Shubham was murdered four days later, on June 19, 2020. Rishabh heard the dreaded words he had feared for months, that Shubham had been attacked by men with guns on his way back home after meeting his lawyer. A friend, Mukhtar, was riding the motorcycle and Shubham was the pillion rider. “We rushed him to hospital but the doctor said Shubham had died on the spot,” he recalled.

Rishabh heard from witnesses (and the fallen bullet casings counted by police) that more than 20 rounds were fired, and there were multiple bullet wounds on Shubham’s head. He was murdered at 3:50 p.m. The local reporter became headline news in Kampu Mail and other local newspapers the next day.

Rohan Kanay was posted as Superintendent of Police, Unnao, on June 16, 2020. He took charge the next day and the murder happened on his third day in office. “Rohan Kanay was like god for us,” said Rishabh, adding “he made sure our case was filed and got me these armed police guards.”

“The previous DIG Police took Rs 70 lakh from the accused and did not take any action against Divya Awasthi,” Rishabh alleged. His claim could not be verifed, except the fact that there was lack of police action against the accused, until a year later, much after Shubham’s brutal murder.

“The accused were big shots in society, politically connected, nobody could touch them, they were trying to influence the case somehow,” Kanay told this writer. He gave no details but admitted “there was pressure from within the system and when you have someone with a net worth of hundreds of crores, he will try to get out of the case by paying anything.” Kanay did not stay long in Unnao. “I was transferred to Jhansi in two months and four days,” he said.

The prompt and visible action that Kanay took in those two months cemented the case against Divya Awasthi, and the arrests continued after he left, until all the 16 accused were in prison. Divya was arrested on June 30, 2020 and remains in prison, while the trial continues.

- _TASK ITEM 1_
Answer these questions from the account of Shubham's murder:
(a) At what time was Shubham murdered?
(b) On what date was Rohan Kanay posted as Superintendent of Police, Unnao?
(c) On what date was Divya Awasthi arrested?
- _TASK ITEM 2_
Please write the next part of the account of Shubham's murder, picking up after its final sentence.

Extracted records

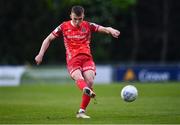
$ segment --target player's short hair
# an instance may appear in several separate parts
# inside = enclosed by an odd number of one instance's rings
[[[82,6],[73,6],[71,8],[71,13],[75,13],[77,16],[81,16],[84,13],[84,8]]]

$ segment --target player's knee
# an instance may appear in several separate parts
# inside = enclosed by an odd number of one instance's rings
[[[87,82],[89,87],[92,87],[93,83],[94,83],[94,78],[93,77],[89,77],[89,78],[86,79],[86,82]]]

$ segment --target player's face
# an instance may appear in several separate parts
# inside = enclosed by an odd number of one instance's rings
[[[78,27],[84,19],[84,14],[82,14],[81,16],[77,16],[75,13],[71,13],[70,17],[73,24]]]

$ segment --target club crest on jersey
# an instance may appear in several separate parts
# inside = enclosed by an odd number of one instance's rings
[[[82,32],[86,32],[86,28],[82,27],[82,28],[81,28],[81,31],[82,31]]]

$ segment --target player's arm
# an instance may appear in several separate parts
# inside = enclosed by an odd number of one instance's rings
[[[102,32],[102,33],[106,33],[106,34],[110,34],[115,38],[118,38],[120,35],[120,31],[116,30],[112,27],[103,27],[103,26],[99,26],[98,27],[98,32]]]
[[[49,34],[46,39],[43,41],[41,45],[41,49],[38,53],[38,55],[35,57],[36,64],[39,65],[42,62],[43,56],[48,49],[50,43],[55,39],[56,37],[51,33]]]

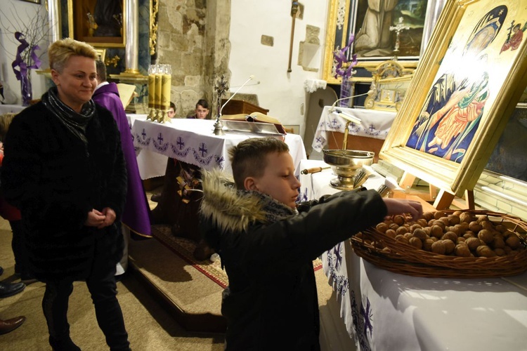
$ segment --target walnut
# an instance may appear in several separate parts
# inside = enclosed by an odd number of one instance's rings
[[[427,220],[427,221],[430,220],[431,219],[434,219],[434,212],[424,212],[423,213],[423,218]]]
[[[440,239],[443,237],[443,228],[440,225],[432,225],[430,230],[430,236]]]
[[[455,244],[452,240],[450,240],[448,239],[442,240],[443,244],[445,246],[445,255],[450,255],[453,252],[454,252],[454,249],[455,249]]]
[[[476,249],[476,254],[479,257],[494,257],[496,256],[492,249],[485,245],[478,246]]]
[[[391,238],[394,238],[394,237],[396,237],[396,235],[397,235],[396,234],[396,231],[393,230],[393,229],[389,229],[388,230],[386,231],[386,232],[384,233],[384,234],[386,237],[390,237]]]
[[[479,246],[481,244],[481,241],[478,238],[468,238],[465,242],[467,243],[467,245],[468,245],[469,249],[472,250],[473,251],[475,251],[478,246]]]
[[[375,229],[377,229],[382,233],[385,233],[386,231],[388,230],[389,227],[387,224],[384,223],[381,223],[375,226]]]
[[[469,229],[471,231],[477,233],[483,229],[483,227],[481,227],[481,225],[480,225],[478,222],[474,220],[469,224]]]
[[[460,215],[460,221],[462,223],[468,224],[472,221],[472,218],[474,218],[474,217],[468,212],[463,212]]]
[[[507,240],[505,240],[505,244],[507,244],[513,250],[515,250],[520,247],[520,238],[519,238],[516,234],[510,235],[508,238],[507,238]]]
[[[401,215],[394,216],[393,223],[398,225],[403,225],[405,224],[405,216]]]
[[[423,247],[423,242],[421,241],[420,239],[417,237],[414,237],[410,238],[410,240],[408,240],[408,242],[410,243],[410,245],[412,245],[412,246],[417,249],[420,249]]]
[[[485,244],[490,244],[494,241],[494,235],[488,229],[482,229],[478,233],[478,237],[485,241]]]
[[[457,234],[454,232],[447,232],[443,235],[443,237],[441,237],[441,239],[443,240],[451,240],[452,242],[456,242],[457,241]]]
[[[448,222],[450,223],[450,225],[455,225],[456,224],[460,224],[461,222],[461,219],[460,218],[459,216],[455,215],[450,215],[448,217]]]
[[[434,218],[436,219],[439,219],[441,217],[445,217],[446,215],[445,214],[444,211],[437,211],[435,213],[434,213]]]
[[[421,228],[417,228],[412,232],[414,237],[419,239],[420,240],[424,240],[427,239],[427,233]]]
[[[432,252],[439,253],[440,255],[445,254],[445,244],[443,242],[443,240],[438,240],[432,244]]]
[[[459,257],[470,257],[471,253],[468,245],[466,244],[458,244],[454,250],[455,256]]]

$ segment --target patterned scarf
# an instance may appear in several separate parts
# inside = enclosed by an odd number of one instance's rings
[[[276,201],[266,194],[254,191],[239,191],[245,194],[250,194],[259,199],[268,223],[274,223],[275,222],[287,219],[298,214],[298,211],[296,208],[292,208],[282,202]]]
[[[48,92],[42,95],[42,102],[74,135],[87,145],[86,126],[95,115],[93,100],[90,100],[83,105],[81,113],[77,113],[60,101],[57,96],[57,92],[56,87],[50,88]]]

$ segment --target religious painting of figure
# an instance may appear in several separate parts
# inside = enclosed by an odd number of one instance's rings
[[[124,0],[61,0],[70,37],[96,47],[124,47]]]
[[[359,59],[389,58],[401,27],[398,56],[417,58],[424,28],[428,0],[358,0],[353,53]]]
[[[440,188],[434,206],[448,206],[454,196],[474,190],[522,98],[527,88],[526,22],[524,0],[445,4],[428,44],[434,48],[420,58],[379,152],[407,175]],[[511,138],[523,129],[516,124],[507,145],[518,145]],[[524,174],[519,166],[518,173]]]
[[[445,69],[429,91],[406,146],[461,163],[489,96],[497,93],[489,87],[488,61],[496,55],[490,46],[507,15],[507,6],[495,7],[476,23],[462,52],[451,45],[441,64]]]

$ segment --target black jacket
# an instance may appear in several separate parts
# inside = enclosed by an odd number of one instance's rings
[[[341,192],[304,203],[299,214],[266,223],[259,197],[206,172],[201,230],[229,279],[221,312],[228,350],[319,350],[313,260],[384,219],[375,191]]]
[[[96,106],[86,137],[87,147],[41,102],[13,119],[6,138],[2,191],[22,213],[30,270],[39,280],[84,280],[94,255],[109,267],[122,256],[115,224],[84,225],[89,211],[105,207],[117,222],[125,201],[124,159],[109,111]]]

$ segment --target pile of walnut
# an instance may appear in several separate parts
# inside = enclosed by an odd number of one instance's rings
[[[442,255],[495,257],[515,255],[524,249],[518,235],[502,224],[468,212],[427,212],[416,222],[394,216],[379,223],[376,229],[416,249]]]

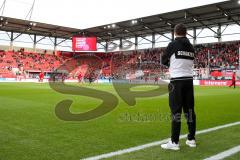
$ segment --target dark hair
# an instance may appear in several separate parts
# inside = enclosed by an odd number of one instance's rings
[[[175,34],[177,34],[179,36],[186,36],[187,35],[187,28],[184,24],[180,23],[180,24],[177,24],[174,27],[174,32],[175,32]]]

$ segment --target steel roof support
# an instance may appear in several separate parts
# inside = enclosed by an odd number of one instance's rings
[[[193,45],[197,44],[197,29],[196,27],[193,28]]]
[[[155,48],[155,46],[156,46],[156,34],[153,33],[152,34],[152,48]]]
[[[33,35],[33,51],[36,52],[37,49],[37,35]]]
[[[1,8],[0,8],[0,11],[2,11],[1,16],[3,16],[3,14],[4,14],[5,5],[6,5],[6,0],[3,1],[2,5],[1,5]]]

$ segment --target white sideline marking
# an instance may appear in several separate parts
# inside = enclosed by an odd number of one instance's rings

- _ANSWER BOX 1_
(a) 3:50 p.m.
(b) June 16, 2020
(c) June 30, 2020

- _ANSWER BOX 2_
The gruesome details of the murder, widely reported in the media, ensured that the accused remained in jail. Dainik Jagran reported that Divya Awasthi allegedly told her associate Monu Khan that she wanted video proof of Shubham’s killing. While two men shot Shubham, Monu recorded it on his mobile phone and sent a video of the murder to Divya, it is reported.

By September, most of the accused were behind bars. In December 2020, the UP police seized property belonging to the accused, Divya Awasthi, her husband Kanhaiya Awasthi and brother-in-law Raghavendra Awasthi and listed them in a Press Note. The note runs into five pages and lists out plots of land and vehicles owned by the three, totalling almost Rs 15 crore.

On April 20, 2023, Rishabh told this writer, “The case is moving fast in the Unnao courts, four out of five witnesses have given their testimony and 70% of the case is complete, but the judge has been transferred and the next date is a week later.” When asked if it was a “routine” transfer, Rishab named the judge -- Justice Jalal Akbar.

Kanay also spoke to this writer in some detail about the case and expressed deep worries for Shubham’s family. “Nothing was routine in that case. The accused have a lot of muscle and money power, the case should see a logical end”. When asked about armed policemen who stand guard, he said, “There are people with police protection, yet they are getting killed, aren’t they?” (Recently, there was a brutal murder of a lawyer under police protection in Uttar Pradesh. The alleged murderers were taken into custody and murdered on live TV even while surrounded by more than six policemen, by men posing as media persons.)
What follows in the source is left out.